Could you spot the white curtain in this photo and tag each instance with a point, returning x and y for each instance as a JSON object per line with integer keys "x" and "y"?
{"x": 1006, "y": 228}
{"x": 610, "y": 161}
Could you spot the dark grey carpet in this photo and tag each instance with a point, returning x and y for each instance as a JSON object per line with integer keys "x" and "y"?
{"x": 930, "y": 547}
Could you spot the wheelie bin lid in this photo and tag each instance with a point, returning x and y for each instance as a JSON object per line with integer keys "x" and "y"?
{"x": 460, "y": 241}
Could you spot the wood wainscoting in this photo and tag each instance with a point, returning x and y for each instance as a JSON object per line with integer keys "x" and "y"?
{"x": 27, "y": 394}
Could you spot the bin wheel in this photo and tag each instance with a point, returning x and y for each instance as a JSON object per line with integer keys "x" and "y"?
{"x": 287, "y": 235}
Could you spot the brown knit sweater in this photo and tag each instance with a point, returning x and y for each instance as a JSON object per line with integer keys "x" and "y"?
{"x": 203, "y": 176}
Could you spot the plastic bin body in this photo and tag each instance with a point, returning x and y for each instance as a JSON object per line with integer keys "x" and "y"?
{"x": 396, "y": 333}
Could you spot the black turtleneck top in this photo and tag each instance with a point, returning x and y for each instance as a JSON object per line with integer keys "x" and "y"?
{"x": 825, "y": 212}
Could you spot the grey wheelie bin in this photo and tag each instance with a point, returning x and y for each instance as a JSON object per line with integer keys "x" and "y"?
- - - - -
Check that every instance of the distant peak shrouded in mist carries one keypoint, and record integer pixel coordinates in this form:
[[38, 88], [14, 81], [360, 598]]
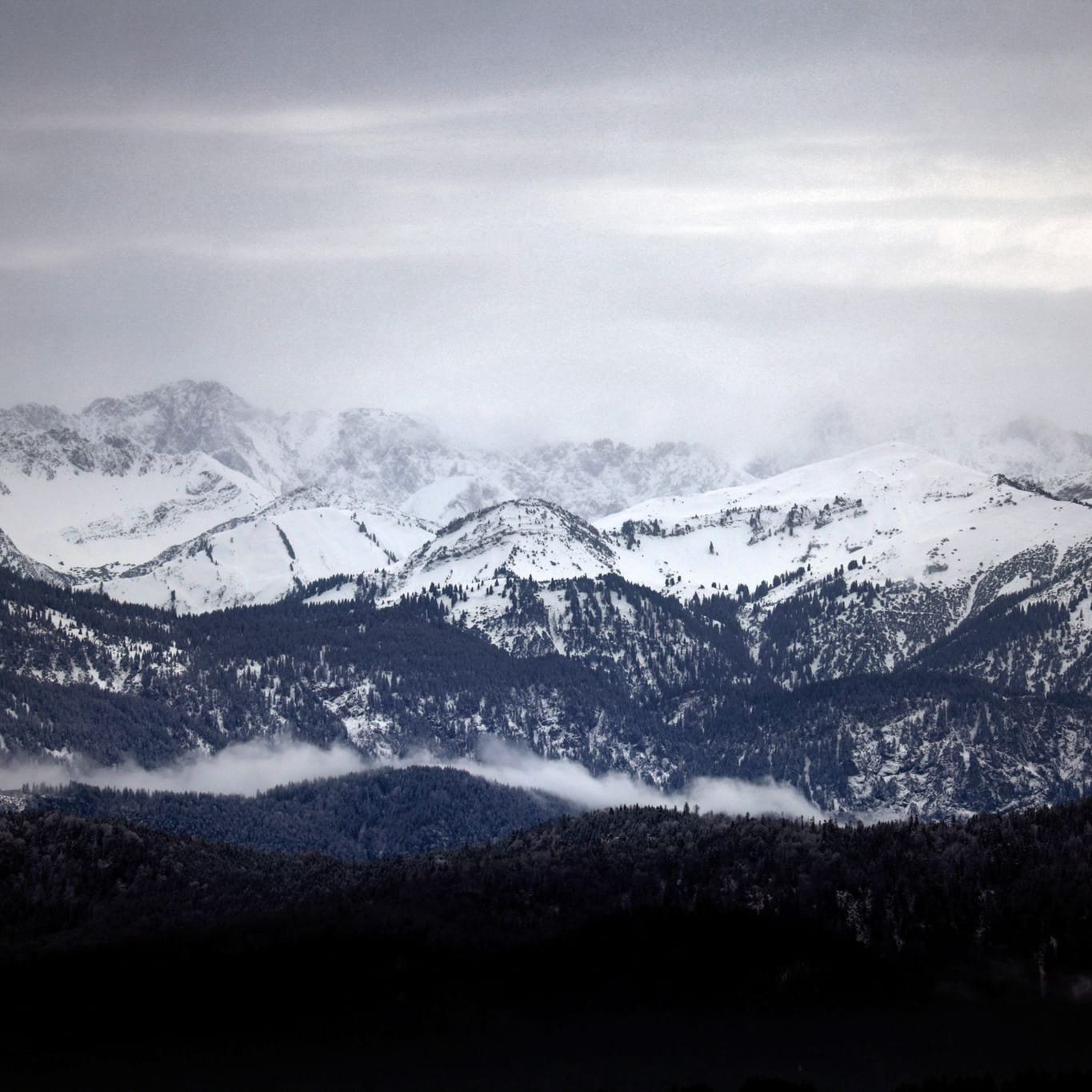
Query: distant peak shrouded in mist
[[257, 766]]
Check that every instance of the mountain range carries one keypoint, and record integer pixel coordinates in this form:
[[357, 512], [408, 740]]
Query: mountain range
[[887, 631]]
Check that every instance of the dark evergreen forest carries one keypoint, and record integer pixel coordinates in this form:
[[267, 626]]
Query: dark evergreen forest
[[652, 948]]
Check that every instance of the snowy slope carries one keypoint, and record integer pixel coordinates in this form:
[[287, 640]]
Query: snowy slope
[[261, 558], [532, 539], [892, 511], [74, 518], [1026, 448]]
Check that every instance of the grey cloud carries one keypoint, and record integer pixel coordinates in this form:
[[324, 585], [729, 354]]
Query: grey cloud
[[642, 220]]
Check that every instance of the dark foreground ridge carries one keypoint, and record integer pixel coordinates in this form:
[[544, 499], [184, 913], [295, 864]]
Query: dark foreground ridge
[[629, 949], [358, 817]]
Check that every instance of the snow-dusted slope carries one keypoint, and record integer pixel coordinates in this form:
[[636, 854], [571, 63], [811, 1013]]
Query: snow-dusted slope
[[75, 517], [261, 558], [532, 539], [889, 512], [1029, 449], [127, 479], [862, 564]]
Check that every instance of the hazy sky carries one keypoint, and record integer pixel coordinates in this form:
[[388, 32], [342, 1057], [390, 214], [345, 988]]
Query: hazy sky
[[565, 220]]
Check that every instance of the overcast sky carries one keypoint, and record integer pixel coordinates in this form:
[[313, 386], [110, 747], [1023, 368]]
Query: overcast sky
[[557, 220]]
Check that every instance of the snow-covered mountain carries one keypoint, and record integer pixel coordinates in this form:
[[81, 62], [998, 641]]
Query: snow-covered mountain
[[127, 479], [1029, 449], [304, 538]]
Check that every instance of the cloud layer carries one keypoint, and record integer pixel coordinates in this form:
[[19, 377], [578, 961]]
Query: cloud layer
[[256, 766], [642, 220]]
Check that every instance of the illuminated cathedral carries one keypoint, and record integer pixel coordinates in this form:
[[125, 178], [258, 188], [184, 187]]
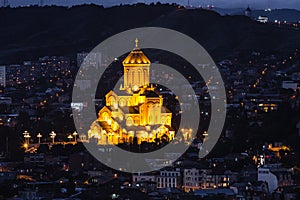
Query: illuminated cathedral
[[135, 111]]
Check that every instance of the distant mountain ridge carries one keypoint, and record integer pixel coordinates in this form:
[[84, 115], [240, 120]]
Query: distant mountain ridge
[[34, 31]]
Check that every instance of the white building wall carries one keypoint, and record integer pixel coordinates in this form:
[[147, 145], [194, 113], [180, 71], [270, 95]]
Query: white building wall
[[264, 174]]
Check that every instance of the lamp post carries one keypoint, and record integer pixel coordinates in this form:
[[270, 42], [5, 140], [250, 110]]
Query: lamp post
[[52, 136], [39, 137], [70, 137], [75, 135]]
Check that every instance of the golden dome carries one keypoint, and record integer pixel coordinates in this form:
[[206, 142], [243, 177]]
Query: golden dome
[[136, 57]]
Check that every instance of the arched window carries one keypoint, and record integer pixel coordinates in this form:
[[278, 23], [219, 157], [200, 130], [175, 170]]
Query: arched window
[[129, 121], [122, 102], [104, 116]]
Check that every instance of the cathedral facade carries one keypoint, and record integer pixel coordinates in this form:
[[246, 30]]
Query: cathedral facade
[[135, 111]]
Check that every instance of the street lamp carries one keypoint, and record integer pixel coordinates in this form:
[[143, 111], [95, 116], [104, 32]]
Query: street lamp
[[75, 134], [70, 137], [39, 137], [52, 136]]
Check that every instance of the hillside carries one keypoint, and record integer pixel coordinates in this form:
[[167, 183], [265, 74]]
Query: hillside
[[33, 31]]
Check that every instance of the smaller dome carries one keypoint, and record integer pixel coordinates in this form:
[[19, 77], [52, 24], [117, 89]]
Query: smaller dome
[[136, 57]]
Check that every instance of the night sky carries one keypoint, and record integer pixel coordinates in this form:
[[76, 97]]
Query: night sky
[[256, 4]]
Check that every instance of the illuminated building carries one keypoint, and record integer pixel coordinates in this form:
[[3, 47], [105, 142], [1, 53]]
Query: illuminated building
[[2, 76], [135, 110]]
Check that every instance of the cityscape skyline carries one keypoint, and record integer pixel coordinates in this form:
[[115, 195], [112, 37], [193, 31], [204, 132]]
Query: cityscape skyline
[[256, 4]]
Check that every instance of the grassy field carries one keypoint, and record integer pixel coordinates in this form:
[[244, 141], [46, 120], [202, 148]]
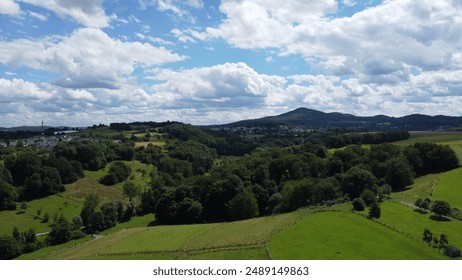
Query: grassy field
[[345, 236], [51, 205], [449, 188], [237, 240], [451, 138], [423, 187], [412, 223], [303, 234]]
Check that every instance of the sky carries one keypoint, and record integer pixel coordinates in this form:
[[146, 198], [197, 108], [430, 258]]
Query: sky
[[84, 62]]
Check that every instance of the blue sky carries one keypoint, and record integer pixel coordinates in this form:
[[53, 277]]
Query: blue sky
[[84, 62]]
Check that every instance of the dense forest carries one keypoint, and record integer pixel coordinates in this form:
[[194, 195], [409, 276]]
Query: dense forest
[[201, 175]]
- - - - -
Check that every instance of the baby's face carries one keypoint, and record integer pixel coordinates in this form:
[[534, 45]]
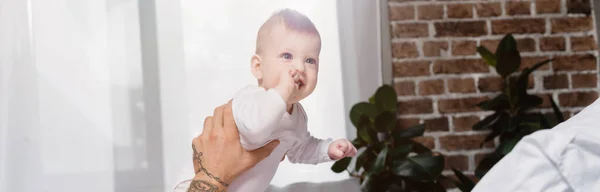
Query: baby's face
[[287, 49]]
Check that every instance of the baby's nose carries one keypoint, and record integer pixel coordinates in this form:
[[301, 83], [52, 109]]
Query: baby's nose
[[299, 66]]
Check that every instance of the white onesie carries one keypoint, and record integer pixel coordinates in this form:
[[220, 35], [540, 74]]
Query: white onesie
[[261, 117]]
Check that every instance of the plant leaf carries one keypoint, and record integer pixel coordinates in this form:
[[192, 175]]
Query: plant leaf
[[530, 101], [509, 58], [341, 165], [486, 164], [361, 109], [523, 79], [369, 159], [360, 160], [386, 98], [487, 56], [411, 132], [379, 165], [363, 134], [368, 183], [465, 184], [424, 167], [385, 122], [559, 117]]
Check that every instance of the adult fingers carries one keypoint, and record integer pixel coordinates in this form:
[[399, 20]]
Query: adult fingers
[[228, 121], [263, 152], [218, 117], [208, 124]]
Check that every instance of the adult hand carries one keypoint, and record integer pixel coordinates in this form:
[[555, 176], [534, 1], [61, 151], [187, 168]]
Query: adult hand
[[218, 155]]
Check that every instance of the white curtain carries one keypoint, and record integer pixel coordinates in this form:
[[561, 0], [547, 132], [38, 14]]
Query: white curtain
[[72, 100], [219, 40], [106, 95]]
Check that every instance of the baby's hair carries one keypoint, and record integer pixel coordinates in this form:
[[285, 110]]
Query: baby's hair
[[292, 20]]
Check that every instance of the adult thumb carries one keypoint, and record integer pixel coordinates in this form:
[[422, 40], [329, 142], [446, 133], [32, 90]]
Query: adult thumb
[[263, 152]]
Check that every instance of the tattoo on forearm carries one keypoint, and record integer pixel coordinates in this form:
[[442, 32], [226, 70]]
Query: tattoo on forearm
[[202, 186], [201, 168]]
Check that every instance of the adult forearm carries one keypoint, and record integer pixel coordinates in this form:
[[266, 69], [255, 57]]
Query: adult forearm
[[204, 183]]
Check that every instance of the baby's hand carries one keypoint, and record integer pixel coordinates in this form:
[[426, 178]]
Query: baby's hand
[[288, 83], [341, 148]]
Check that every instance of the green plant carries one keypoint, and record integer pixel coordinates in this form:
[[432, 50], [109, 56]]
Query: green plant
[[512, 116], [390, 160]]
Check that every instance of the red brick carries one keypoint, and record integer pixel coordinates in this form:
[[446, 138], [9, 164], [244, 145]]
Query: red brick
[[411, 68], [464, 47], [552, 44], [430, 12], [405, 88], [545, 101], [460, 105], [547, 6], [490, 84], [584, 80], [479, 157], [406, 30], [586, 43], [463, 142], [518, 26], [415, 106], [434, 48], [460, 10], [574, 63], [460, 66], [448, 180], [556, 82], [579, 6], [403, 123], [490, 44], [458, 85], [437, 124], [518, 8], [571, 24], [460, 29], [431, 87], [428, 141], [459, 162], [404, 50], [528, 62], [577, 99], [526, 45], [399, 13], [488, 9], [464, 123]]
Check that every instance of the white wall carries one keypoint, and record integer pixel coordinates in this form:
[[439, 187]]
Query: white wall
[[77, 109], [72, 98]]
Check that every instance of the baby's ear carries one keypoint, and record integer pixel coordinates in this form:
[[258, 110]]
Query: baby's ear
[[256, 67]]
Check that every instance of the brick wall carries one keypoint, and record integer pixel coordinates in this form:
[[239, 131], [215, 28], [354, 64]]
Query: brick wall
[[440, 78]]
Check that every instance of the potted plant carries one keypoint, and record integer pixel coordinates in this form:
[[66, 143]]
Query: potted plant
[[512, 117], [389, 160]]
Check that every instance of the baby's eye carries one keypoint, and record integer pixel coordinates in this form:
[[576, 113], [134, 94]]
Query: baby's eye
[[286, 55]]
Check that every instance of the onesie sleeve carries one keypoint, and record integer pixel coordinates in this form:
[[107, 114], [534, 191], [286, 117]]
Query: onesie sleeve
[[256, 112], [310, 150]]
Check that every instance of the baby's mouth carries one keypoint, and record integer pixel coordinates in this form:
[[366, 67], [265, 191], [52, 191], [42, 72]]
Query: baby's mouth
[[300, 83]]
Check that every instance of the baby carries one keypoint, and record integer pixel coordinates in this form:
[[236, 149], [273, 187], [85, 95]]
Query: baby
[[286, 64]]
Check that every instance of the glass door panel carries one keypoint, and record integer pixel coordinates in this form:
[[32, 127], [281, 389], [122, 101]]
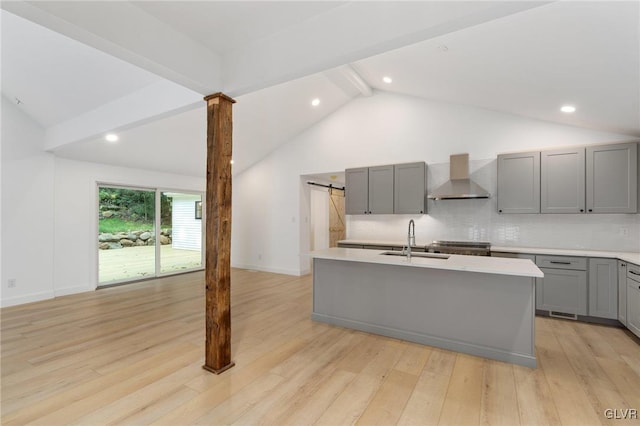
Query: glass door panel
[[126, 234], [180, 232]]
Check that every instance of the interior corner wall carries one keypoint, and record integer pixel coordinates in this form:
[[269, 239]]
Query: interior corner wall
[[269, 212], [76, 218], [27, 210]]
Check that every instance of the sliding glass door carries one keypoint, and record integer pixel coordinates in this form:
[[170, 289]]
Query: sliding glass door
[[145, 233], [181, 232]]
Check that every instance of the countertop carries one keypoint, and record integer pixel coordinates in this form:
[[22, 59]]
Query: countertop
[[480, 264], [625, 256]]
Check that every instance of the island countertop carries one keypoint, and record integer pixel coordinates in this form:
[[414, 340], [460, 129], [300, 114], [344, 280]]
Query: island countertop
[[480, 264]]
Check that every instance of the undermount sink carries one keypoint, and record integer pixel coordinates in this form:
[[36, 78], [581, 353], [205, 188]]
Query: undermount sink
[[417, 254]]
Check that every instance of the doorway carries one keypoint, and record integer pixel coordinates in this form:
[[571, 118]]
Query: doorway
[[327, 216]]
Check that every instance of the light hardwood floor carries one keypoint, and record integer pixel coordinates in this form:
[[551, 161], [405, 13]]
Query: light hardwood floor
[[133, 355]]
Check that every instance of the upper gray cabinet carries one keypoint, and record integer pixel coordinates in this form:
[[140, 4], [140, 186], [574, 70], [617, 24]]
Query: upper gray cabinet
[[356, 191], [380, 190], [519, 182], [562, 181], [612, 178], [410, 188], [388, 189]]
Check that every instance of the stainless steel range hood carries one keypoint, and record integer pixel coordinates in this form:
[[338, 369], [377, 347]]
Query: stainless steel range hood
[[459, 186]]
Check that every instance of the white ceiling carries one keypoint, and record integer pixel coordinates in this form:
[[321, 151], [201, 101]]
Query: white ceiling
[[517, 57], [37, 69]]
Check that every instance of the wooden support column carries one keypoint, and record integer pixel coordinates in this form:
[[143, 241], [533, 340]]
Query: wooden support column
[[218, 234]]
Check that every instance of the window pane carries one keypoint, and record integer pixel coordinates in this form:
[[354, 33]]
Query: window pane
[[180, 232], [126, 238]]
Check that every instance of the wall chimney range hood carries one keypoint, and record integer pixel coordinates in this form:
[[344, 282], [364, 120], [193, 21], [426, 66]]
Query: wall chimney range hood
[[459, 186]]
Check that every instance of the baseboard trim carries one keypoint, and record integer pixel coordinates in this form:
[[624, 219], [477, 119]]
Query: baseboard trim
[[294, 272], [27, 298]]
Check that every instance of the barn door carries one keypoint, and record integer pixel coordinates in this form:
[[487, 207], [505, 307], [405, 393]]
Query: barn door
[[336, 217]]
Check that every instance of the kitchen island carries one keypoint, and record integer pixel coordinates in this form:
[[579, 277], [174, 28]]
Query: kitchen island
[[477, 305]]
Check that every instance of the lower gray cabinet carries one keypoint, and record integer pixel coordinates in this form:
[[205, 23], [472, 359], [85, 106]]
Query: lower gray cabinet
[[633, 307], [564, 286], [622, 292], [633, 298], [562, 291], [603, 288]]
- - - - -
**EXERCISE OBJECTIVE**
An exact copy of the lines above, from the one containing "Query: adult thumb" through the one containing "[[432, 50], [109, 56]]", is the whole of the answer.

**OUTPUT FOR THIS EXERCISE**
Query: adult thumb
[[263, 152]]
Check that every instance of the tattoo on forearm carries one keypoint, and record integer pixel coordinates in this form:
[[442, 32], [226, 70]]
Query: tattoo on forearm
[[202, 186], [201, 168]]
Check that every instance of the adult forearm carries one keypoint, and record integer pixel coordinates in this form:
[[266, 69], [255, 57]]
Query: adult forearm
[[204, 183]]
Check that every instance of the baby's hand carries one keypoint, and record integer pixel coordinates in this form:
[[426, 178]]
Query: baby's hand
[[288, 83], [341, 148]]
Check that every instance of the green plant carries one keypoint, and record integer pixel coordinates in this form:
[[432, 50], [109, 56]]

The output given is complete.